Items
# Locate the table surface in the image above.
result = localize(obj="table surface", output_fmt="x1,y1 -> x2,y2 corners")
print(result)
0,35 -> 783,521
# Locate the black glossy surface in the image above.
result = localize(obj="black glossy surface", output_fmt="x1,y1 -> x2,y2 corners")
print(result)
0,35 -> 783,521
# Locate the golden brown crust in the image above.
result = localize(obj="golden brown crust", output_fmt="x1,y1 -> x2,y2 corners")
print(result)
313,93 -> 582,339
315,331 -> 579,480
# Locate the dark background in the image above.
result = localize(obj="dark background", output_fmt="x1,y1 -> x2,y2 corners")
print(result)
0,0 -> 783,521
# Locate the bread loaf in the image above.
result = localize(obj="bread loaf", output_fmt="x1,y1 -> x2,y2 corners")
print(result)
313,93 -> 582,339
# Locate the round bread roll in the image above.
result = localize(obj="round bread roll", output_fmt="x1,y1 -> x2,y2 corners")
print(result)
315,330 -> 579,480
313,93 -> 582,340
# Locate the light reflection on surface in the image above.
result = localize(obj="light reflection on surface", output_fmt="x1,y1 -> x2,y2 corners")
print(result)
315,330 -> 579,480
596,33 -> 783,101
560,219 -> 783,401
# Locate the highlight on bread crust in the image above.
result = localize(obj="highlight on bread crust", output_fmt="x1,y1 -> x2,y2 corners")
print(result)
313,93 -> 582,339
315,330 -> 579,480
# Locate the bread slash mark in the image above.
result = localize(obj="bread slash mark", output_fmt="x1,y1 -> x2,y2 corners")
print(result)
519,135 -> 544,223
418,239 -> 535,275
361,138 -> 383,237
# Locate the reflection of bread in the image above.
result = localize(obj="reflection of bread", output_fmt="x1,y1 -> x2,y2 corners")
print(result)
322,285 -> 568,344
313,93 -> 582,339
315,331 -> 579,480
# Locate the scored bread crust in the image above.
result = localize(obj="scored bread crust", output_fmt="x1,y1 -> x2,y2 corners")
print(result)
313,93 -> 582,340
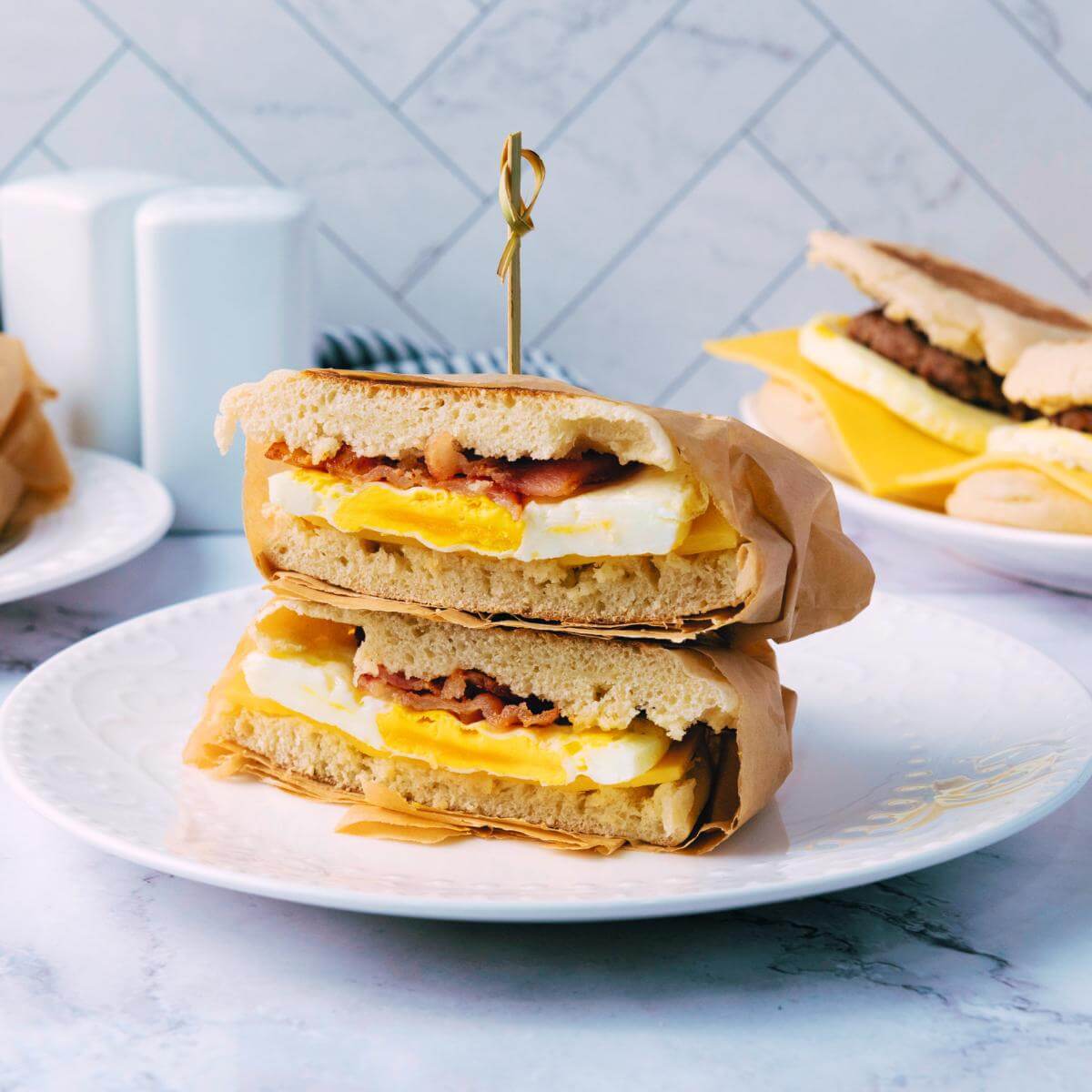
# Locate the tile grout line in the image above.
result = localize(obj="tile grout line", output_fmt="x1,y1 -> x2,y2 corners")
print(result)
76,0 -> 446,342
270,0 -> 485,197
34,140 -> 69,170
652,247 -> 807,405
540,0 -> 692,148
529,36 -> 834,349
0,42 -> 127,178
80,0 -> 284,186
743,130 -> 845,231
399,0 -> 690,295
797,0 -> 1087,291
987,0 -> 1092,106
318,223 -> 452,349
391,4 -> 498,106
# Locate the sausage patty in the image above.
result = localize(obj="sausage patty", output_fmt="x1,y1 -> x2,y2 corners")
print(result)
846,309 -> 1039,420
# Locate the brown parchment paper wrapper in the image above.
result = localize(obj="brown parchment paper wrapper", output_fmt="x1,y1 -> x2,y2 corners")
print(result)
0,334 -> 72,536
242,371 -> 874,641
184,618 -> 796,854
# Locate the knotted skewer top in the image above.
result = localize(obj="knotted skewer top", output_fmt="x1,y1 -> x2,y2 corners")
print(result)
497,133 -> 546,376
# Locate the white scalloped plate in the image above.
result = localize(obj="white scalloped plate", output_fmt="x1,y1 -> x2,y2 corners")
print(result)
0,448 -> 175,602
739,395 -> 1092,595
0,589 -> 1092,922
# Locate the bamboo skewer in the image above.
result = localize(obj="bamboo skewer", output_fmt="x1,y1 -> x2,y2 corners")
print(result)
497,132 -> 546,376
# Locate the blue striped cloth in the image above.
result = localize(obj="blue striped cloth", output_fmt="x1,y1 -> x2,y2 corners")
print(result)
315,327 -> 586,387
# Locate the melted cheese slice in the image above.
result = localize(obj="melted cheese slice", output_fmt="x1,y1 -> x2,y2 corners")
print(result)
225,629 -> 695,788
705,329 -> 966,507
705,329 -> 1092,509
798,315 -> 1009,455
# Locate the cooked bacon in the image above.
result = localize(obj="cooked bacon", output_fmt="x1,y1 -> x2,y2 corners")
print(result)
425,432 -> 466,481
266,432 -> 635,518
356,667 -> 561,728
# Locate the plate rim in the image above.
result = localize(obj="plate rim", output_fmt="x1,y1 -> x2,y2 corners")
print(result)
0,447 -> 175,606
0,585 -> 1092,923
739,393 -> 1092,557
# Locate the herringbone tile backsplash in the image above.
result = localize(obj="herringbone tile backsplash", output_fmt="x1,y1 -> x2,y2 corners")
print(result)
0,0 -> 1092,411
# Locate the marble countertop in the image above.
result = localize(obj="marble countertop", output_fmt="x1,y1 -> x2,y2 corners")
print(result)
0,523 -> 1092,1092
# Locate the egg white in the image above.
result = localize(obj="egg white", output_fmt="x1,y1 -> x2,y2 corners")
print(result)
242,650 -> 671,785
798,315 -> 1008,454
268,468 -> 709,561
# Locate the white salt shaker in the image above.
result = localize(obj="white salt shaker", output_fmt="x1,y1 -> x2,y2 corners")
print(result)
0,170 -> 179,462
136,187 -> 315,531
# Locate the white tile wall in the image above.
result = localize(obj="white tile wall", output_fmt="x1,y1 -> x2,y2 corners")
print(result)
0,0 -> 1092,410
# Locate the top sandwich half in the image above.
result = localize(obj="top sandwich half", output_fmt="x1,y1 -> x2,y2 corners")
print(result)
217,371 -> 872,639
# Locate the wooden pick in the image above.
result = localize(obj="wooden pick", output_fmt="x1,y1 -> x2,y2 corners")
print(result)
497,133 -> 546,376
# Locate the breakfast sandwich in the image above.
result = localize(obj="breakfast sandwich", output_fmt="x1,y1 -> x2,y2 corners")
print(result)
185,596 -> 795,852
706,231 -> 1092,531
0,334 -> 72,536
217,371 -> 873,640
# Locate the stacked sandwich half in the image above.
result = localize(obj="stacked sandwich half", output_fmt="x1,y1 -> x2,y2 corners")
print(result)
187,371 -> 872,851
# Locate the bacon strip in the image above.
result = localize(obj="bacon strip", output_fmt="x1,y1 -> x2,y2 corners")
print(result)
356,667 -> 561,728
266,432 -> 635,518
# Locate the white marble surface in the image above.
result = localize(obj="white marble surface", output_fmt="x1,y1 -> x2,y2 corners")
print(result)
0,525 -> 1092,1092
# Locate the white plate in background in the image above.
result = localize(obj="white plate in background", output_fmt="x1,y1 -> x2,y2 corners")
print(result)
0,589 -> 1092,922
739,395 -> 1092,595
0,448 -> 175,602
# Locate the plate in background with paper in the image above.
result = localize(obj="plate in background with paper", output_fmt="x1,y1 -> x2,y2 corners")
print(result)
0,448 -> 175,602
739,395 -> 1092,595
0,589 -> 1092,922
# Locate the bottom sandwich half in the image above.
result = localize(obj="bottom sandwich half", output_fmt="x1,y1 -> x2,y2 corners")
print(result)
185,597 -> 795,853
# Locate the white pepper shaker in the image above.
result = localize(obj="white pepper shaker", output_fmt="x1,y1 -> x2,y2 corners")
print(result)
0,170 -> 180,462
136,187 -> 315,531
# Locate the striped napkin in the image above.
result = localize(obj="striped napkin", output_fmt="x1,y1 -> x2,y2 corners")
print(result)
315,327 -> 588,387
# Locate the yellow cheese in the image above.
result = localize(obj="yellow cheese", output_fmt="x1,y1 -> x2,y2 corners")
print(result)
217,671 -> 697,790
673,504 -> 739,557
705,329 -> 966,508
900,452 -> 1092,501
797,315 -> 1009,455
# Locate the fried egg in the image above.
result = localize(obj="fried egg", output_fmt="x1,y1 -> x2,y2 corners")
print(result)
236,649 -> 693,787
268,466 -> 739,561
799,315 -> 1008,454
986,420 -> 1092,474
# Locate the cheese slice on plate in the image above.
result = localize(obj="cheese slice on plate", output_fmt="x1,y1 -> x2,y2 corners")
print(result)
705,329 -> 966,507
705,329 -> 1092,509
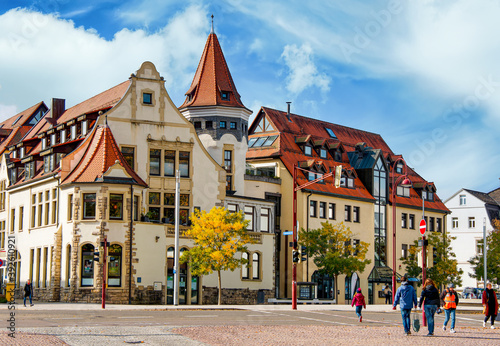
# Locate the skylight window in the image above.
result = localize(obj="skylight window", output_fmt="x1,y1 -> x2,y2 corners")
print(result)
325,127 -> 337,139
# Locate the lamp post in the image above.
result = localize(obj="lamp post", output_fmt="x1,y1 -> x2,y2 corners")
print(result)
392,157 -> 411,304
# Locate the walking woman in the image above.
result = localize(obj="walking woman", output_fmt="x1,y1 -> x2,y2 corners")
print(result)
483,283 -> 498,329
351,288 -> 366,322
418,279 -> 441,336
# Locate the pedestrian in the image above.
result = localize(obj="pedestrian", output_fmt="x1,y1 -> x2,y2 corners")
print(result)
439,283 -> 458,333
384,285 -> 392,304
351,288 -> 366,322
483,282 -> 498,329
418,279 -> 441,336
24,279 -> 33,306
392,275 -> 417,335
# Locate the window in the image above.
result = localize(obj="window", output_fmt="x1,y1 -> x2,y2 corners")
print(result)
179,151 -> 189,178
344,205 -> 351,221
401,213 -> 408,228
245,207 -> 254,231
68,194 -> 73,221
163,150 -> 175,177
81,244 -> 94,287
149,149 -> 161,175
319,202 -> 326,219
352,207 -> 359,222
108,244 -> 122,287
241,252 -> 249,279
328,203 -> 335,220
309,201 -> 318,217
409,214 -> 415,229
260,208 -> 270,232
109,194 -> 123,220
224,150 -> 233,173
142,93 -> 153,105
83,193 -> 96,219
122,147 -> 135,169
401,244 -> 408,259
252,252 -> 260,280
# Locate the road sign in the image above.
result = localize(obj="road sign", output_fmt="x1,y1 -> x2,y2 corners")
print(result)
420,219 -> 427,235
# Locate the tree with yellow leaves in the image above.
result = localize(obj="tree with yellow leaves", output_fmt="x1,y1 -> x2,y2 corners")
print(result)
180,207 -> 255,305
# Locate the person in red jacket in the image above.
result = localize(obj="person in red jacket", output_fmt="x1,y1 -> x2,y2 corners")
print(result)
351,288 -> 366,322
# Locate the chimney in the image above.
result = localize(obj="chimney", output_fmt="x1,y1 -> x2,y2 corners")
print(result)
51,98 -> 66,121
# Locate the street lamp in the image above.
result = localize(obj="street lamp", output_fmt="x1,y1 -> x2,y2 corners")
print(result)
392,157 -> 411,304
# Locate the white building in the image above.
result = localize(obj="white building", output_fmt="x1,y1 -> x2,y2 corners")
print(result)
445,189 -> 500,289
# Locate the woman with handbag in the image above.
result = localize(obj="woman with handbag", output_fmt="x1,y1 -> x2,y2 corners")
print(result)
483,283 -> 498,329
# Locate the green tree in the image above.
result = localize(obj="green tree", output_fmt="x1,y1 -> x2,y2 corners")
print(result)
401,232 -> 463,287
299,222 -> 371,301
469,219 -> 500,284
180,207 -> 255,305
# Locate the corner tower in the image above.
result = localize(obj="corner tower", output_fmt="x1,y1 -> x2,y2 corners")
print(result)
179,23 -> 252,195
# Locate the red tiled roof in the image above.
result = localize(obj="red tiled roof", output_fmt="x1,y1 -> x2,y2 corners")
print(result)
250,107 -> 449,212
179,33 -> 250,109
61,125 -> 147,186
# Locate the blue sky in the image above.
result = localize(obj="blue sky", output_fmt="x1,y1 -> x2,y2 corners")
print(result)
0,0 -> 500,199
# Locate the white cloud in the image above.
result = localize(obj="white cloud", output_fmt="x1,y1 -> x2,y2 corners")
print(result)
0,6 -> 208,122
281,44 -> 330,94
0,104 -> 19,121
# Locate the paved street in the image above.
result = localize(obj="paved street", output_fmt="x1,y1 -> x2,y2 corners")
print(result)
0,303 -> 500,345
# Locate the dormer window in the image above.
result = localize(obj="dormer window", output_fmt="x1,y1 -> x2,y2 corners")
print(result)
304,145 -> 312,156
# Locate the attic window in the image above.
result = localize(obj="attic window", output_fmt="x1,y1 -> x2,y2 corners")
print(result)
142,93 -> 153,105
325,127 -> 337,139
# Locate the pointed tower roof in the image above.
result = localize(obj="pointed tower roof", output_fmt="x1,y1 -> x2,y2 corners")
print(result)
61,124 -> 147,186
179,30 -> 247,109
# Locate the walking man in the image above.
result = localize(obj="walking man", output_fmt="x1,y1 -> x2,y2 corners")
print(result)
439,283 -> 458,333
392,274 -> 418,335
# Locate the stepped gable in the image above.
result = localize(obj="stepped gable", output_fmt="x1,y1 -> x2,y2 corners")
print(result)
61,125 -> 147,186
179,32 -> 246,109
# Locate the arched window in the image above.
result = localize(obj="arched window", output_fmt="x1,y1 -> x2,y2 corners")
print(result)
81,244 -> 94,287
252,252 -> 260,280
108,244 -> 122,287
241,252 -> 249,279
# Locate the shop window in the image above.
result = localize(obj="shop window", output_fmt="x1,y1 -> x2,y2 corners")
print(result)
80,244 -> 94,287
108,244 -> 122,287
109,194 -> 123,220
83,193 -> 96,219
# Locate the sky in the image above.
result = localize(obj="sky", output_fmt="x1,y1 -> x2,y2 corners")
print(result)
0,0 -> 500,200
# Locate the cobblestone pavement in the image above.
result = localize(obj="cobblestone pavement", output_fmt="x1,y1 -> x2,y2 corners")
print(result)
0,325 -> 500,346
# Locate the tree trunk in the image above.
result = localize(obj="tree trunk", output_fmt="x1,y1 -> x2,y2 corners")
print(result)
217,270 -> 222,305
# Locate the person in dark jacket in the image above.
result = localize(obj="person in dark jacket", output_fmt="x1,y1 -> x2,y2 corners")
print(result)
392,275 -> 417,335
483,283 -> 498,329
439,283 -> 458,333
351,288 -> 366,322
24,279 -> 33,306
418,279 -> 441,336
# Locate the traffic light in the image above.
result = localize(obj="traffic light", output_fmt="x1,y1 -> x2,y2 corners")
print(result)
299,245 -> 307,263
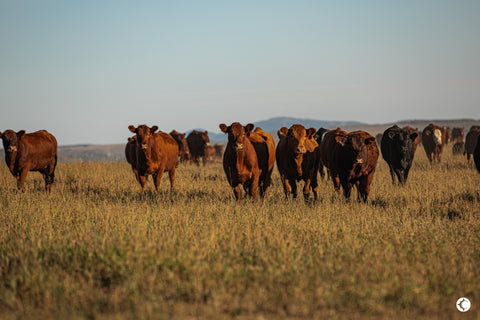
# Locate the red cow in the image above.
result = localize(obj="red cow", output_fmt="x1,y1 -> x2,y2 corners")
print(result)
127,125 -> 178,191
219,122 -> 261,203
320,128 -> 379,202
0,130 -> 57,192
276,124 -> 320,201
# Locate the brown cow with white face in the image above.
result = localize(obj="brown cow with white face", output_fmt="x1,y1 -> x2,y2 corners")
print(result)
422,123 -> 446,163
128,125 -> 178,191
320,128 -> 379,202
276,124 -> 320,201
219,122 -> 260,203
0,130 -> 57,192
170,130 -> 190,162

Exercise task
How many lines of the listing above contain the word "wooden"? Case matters. Reply with the number alone.

Written solution
2